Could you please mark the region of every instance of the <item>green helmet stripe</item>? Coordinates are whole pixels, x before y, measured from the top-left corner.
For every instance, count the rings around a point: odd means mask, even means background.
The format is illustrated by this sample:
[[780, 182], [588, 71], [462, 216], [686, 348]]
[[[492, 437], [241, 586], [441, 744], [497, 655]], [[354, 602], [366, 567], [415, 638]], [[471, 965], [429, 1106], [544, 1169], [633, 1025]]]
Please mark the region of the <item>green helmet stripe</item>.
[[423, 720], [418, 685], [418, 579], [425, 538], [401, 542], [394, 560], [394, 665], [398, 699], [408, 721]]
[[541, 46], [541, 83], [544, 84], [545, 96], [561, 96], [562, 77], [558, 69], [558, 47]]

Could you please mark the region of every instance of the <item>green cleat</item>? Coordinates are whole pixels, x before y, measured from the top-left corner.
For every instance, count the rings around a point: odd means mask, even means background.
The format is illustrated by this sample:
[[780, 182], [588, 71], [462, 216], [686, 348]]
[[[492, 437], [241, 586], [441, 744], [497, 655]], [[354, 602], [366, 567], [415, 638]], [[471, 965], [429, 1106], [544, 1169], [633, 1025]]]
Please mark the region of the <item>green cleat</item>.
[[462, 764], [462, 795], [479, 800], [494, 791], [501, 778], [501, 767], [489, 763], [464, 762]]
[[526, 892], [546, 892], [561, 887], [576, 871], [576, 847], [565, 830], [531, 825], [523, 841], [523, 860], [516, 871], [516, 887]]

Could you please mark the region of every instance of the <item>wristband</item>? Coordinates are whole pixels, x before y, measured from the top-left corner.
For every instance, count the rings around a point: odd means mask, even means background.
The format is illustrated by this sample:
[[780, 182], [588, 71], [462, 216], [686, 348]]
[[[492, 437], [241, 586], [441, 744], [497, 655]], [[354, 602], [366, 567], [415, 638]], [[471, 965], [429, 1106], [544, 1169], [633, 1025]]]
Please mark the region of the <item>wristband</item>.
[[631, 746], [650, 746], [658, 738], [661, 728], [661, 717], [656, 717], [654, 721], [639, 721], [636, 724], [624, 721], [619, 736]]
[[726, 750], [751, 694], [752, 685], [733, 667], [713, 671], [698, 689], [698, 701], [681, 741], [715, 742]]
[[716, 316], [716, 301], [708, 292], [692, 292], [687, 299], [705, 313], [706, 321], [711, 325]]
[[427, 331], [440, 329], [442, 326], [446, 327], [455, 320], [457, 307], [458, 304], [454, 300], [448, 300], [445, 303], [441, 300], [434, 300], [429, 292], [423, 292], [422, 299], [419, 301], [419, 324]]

+ + + + + + +

- EXERCISE
The records above are to be copied out exactly, line for line.

- RESPONSE TO THE TASK
Could you please mark the region of every instance of the <item>green helmet stripe</item>? Coordinates are whole pixels, x before y, measured from the top-left corner.
For every instance, count the rings around a point: odd means mask, even means background.
The format is illustrated by this sample:
[[780, 182], [588, 71], [462, 216], [686, 348]]
[[[492, 437], [241, 586], [441, 744], [497, 655]], [[354, 602], [366, 567], [415, 638]], [[471, 965], [429, 1106], [544, 1169], [633, 1025]]]
Please mark the region of the <item>green helmet stripe</item>.
[[423, 720], [418, 685], [418, 579], [425, 538], [401, 542], [394, 560], [394, 665], [398, 699], [408, 721]]
[[541, 46], [541, 83], [544, 84], [545, 96], [561, 96], [562, 77], [558, 69], [558, 47]]

Could you please mark the region of every instance of the <item>green cleat</item>? Coordinates are whole pixels, x before y, measured from the top-left corner.
For every instance, count the rings around a point: odd means mask, even means background.
The format is illustrated by this sample:
[[780, 182], [588, 71], [462, 216], [686, 348]]
[[[492, 437], [241, 586], [441, 744], [497, 655]], [[354, 602], [366, 567], [415, 638]], [[471, 965], [429, 1106], [544, 1169], [633, 1025]]]
Please mark the region of the <item>green cleat</item>.
[[462, 764], [462, 795], [479, 800], [494, 791], [501, 778], [501, 767], [489, 763], [464, 762]]
[[526, 892], [546, 892], [561, 887], [576, 871], [576, 847], [565, 830], [531, 825], [523, 841], [523, 860], [516, 871], [516, 887]]

Could you please mark the region of every instance of the <item>wristband</item>? Coordinates are whole pixels, x before y, measured from the top-left corner.
For every instance, count the rings around a point: odd means mask, even means background.
The format is illustrated by this sample:
[[780, 182], [588, 71], [462, 216], [686, 348]]
[[[492, 437], [241, 586], [441, 744], [497, 655]], [[354, 602], [366, 567], [415, 638]], [[471, 965], [429, 1106], [544, 1169], [633, 1025]]]
Please mark the region of the <item>wristband</item>.
[[631, 746], [650, 746], [658, 738], [661, 728], [661, 717], [656, 717], [654, 721], [639, 721], [636, 724], [624, 721], [619, 736]]
[[726, 750], [751, 694], [752, 685], [733, 667], [713, 671], [698, 689], [698, 701], [681, 741], [715, 742]]
[[716, 316], [716, 301], [708, 292], [692, 292], [687, 299], [705, 313], [706, 321], [711, 325]]
[[427, 331], [440, 329], [442, 326], [446, 327], [455, 320], [457, 307], [458, 304], [454, 300], [448, 300], [445, 303], [441, 300], [434, 300], [429, 292], [423, 292], [422, 299], [419, 301], [419, 324]]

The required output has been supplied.